TASK DETAILS - Transcribe each record exactly as it appears.

Point-per-instance localization data -
[Start of Attachment]
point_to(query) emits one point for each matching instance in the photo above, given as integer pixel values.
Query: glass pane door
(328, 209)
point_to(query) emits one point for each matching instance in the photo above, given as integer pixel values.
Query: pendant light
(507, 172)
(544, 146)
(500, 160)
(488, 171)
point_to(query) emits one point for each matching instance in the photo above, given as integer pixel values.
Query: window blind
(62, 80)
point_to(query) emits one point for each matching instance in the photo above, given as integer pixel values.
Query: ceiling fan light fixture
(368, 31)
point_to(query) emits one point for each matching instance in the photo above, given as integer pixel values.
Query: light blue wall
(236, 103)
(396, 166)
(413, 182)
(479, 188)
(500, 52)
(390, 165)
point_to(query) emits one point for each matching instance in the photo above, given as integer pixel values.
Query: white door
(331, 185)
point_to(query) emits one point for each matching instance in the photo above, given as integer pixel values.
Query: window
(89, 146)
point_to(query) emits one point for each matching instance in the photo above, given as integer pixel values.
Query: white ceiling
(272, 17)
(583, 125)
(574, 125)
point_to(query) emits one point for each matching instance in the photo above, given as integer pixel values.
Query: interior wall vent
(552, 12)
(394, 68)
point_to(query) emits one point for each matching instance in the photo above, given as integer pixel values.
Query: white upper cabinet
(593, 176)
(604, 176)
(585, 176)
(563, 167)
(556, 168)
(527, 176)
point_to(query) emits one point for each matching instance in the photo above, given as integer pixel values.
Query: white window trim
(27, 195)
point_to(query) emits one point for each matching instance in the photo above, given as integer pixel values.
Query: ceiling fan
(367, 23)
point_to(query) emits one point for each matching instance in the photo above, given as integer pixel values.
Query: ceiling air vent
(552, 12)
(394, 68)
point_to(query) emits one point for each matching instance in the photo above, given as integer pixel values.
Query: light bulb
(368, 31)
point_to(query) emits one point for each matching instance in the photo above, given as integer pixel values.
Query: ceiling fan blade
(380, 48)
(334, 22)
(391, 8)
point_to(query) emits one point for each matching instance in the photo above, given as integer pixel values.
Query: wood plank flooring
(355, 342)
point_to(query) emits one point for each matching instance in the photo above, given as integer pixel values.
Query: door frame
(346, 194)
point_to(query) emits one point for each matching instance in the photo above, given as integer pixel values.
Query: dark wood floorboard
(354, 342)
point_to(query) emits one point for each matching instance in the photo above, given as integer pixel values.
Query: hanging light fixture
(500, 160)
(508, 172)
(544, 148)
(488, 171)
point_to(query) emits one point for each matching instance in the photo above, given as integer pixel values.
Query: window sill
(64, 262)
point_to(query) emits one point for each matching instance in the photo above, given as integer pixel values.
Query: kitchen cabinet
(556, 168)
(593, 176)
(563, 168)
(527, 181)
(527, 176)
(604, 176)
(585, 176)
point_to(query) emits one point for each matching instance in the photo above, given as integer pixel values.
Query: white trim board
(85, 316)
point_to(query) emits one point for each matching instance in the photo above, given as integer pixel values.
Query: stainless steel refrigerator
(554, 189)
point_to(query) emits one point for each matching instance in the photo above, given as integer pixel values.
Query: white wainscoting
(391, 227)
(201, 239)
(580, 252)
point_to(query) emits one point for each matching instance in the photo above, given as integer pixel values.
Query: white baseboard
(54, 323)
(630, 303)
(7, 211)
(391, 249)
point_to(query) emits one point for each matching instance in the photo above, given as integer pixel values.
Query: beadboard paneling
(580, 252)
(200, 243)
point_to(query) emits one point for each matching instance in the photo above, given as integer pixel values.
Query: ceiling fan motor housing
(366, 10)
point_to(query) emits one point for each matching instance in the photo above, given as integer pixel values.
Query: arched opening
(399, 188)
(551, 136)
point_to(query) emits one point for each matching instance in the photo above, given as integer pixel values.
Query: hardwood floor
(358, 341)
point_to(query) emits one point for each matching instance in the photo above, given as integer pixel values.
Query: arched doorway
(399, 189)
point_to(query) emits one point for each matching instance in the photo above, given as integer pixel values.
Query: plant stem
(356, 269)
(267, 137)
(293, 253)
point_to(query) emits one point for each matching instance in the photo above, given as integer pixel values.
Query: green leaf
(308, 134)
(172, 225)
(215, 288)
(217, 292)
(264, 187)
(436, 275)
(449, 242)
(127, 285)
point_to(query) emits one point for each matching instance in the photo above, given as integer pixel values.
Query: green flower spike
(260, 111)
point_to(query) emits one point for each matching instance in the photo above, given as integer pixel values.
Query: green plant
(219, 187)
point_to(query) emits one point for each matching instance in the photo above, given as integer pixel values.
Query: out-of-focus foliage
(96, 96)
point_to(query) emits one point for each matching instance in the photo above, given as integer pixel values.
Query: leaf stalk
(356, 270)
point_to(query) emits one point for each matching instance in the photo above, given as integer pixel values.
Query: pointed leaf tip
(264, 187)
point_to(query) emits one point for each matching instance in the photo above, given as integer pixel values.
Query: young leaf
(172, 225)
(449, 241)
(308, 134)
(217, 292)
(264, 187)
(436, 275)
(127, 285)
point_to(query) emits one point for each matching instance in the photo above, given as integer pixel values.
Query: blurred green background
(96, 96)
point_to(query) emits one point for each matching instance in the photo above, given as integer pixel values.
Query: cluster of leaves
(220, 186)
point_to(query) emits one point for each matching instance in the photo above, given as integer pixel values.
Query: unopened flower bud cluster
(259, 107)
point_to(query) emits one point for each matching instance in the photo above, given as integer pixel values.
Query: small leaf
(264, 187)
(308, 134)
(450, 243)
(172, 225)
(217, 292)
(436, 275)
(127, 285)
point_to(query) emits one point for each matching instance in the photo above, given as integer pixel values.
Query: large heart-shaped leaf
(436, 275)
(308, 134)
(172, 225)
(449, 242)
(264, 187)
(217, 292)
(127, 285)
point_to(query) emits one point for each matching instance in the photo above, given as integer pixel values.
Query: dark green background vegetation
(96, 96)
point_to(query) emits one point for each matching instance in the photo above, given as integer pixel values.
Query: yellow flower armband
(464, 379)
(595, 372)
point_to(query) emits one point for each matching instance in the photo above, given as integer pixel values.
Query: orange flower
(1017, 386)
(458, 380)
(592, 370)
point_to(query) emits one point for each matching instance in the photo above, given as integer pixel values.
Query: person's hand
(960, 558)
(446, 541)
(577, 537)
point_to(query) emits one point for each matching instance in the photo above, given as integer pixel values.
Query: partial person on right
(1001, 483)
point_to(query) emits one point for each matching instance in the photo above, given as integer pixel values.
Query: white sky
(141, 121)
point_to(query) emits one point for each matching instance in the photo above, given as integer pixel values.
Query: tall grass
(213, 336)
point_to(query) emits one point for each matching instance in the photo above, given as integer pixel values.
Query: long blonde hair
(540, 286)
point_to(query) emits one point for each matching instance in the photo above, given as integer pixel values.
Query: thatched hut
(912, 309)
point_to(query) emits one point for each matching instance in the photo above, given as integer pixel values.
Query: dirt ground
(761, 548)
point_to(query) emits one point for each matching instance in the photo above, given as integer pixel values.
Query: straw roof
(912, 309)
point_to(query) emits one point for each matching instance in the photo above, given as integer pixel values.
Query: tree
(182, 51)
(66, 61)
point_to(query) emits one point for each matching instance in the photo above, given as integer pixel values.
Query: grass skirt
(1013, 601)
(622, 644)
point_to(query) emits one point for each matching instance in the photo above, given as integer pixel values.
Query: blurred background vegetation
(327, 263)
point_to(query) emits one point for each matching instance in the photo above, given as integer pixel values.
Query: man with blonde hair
[End of Attachment]
RESPONSE BOX -
point_to(query) emits one point for each matching instance in the photo above, given as integer pixel values.
Query: glass pane door
(328, 209)
point_to(query) emits one point for each matching instance in the photo above, given as integer pixel values.
Query: pendant light
(507, 172)
(544, 146)
(500, 160)
(488, 171)
point_to(query) emits one point for each matching instance in the photo above, given as integer pixel values.
Query: window blind
(62, 80)
point_to(query) emits one point for each matching instance in the photo above, given as integer pixel values.
Query: ceiling fan light fixture
(368, 31)
point_to(query) emits one point for each matching instance in the photo above, given as integer pixel values.
Query: light blue wall
(236, 103)
(396, 166)
(413, 182)
(479, 188)
(500, 52)
(390, 165)
point_to(query) emits one point for each matching instance in the photo above, given as integer pixel values.
Query: white door
(331, 185)
point_to(query) emits one point for each matching instance in the photo above, given as integer pixel values.
Query: window
(89, 146)
point_to(query) emits one point for each matching instance in the photo above, given as integer pixel values.
Query: white ceiling
(272, 17)
(583, 125)
(574, 125)
point_to(query) emits one point for each matching instance in the photo above, given as integer pixel values.
Query: interior wall vent
(552, 12)
(394, 68)
point_to(query) emits one point for each matching instance in the photo above, given as integer pixel values.
Query: white upper cabinet
(593, 176)
(604, 176)
(585, 176)
(563, 167)
(556, 168)
(527, 176)
point_to(query) emits one point for each matching instance in the photo above, given as integer pixel values.
Query: white window trim
(27, 195)
point_to(query) emits one point for each matching instance in the photo above, given as integer pixel values.
Query: ceiling fan
(367, 23)
point_to(query) emits one point for each matching instance in the photo above, given as integer pixel values.
Query: ceiling air vent
(552, 12)
(394, 68)
point_to(query) emits one point for each matching instance in the photo above, given as integer pixel values.
Query: light bulb
(368, 31)
point_to(query) emits one point for each matching instance in the photo above, given as integer pixel values.
Query: ceiling fan blade
(380, 48)
(334, 22)
(391, 8)
point_to(query) emits one point for each matching instance in the photo above, given as integer pixel values.
Query: wood plank flooring
(355, 342)
point_to(query) emits one point for each matching instance in the photo above, given as integer pixel values.
Query: door frame
(346, 194)
point_to(query) emits one point for each matching instance in the photo above, given as integer pixel values.
Query: dark wood floorboard
(354, 342)
point_to(query) emits one point for each matching instance in the photo above, given as integer pixel values.
Query: hanging light fixture
(500, 160)
(508, 172)
(544, 148)
(488, 171)
point_to(query) emits one point for each matching instance in the photo above, given as integer pixel values.
Query: window sill
(64, 262)
point_to(query) emits one point for each matching instance in the photo above, given as integer pixel values.
Query: kitchen cabinet
(556, 168)
(593, 176)
(563, 168)
(527, 181)
(527, 176)
(604, 176)
(585, 176)
point_to(query) emits one point for each matching instance in the photo above, given as integer pixel values.
Query: white trim board
(85, 316)
point_to(query) emits one point for each matching instance in the photo above, given as integer pixel values.
Query: stainless steel refrigerator
(554, 189)
point_to(query) emits one point for each matching instance in the photo above, given as integer pixel values.
Query: white wainscoting
(391, 227)
(201, 239)
(580, 252)
point_to(query) emits one point for each matching instance in the photo above, given as integer pixel values.
Query: white baseboard
(54, 323)
(630, 303)
(7, 211)
(391, 249)
point_to(query) emits one point for each matching instance in the photo above, given as integer pixel values.
Query: beadboard paneling
(580, 252)
(200, 243)
point_to(query) emits one point for each matching instance in the photo above, given as integer pixel values.
Query: ceiling fan motor housing
(366, 10)
point_to(query) emits one point for each matching instance in the photo above, given as integer pixel values.
Query: arched opening
(399, 188)
(551, 136)
point_to(query) emits one point for each matching instance in the photo above, given as integer pixel values.
Query: hardwood floor
(358, 341)
point_to(query) emits one point for each matching instance in the photo above, given as integer pixel values.
Query: arched doorway
(399, 189)
point_to(query) emits one point for each matching instance in the photo above, given as integer pixel values.
Query: plant stem
(356, 269)
(267, 137)
(293, 253)
point_to(query) emits one point for each matching instance in the photo above, given as integer pixel values.
Query: green leaf
(308, 134)
(172, 225)
(215, 288)
(217, 292)
(264, 187)
(436, 275)
(449, 242)
(127, 285)
point_to(query) emits one point for each matching instance in the photo above, given as integer pixel values.
Query: green flower spike
(260, 111)
point_to(query) emits one point for each matching instance in the photo above, given as integer pixel values.
Query: green plant
(219, 187)
point_to(query) emits one point for each matching instance in the photo above, given as integer pixel values.
Query: out-of-focus foliage
(96, 96)
point_to(query) emits one point for each matching instance in the photo above, given as integer pixel values.
Query: leaf stalk
(356, 270)
point_to(query) emits one point for each matching instance in the photo above, given as integer pixel values.
Query: pointed leaf tip
(264, 187)
point_to(query) emits one point for each matching instance in the photo above, given as integer pixel values.
Query: young leaf
(172, 225)
(449, 241)
(308, 134)
(217, 292)
(264, 187)
(436, 275)
(127, 285)
point_to(query) emits one point for each matching instance in the photo above, given as integer pixel values.
Query: blurred green background
(96, 96)
point_to(query) emits one point for each matching instance in the photo above, given as integer pixel values.
Query: cluster of leaves
(220, 186)
point_to(query) emits one point for each matching instance in the photo above, given as integer pixel values.
Query: unopened flower bud cluster
(259, 107)
point_to(query) emits one point for each matching instance in the photo above, given as integer pixel values.
Query: small leaf
(264, 187)
(308, 134)
(450, 243)
(172, 225)
(217, 292)
(436, 275)
(127, 285)
point_to(query) emits one point for each matching instance in the photo above, given as integer pixel values.
Query: large heart-shaped leaf
(436, 275)
(308, 134)
(172, 225)
(449, 242)
(264, 187)
(217, 292)
(127, 285)
point_to(query) emits one point for each matching instance in the photo above, given as integer pixel values.
Query: dark green background vegetation
(96, 96)
point_to(query) emits one point for each matching instance in the photo above, given as integer pixel values.
Query: yellow flower armband
(464, 379)
(595, 372)
point_to(query) emits one point for each matching instance in the photo above, given as integer pixel values.
Query: orange flower
(1017, 386)
(458, 380)
(592, 370)
point_to(query) emits one point for each matching instance in the photo above, given as integer pixel values.
Query: person's hand
(960, 558)
(446, 541)
(577, 537)
point_to(query) emits one point for each matching instance in the photo above, given as integer pixel values.
Query: partial person on right
(1001, 483)
point_to(query) emits one point for each matching instance in the photo above, given as integer pixel values.
Query: white sky
(141, 121)
point_to(query) emits one point for each matching instance in the photo above, given as integer pixel values.
Query: tall grass
(213, 336)
point_to(query) emits one point for each matching instance in the photo above, given as integer pixel values.
Query: long blonde hair
(540, 286)
point_to(query) emits one point for each matching instance in the photo above, given as integer pixel values.
Query: thatched hut
(912, 309)
point_to(query) emits one point for each matching instance in the photo above, given as integer pixel values.
Query: dirt ground
(761, 548)
point_to(query) emits one point for each matching instance in the photo above, given as integer pixel values.
Query: straw roof
(912, 309)
point_to(query) emits one point for each matching instance in the photo above, given as integer pixel values.
Query: tree
(182, 51)
(66, 61)
point_to(query) emits one point for each matching instance in the photo above, given as integer pixel values.
Query: grass skirt
(1013, 601)
(622, 644)
point_to(query) emits one point for each matching instance in the photo above, given as integer pixel values.
Query: blurred background vegetation
(327, 263)
point_to(query) emits one point for each matching instance in the photo above, given as integer pixel values.
Query: man with blonde hair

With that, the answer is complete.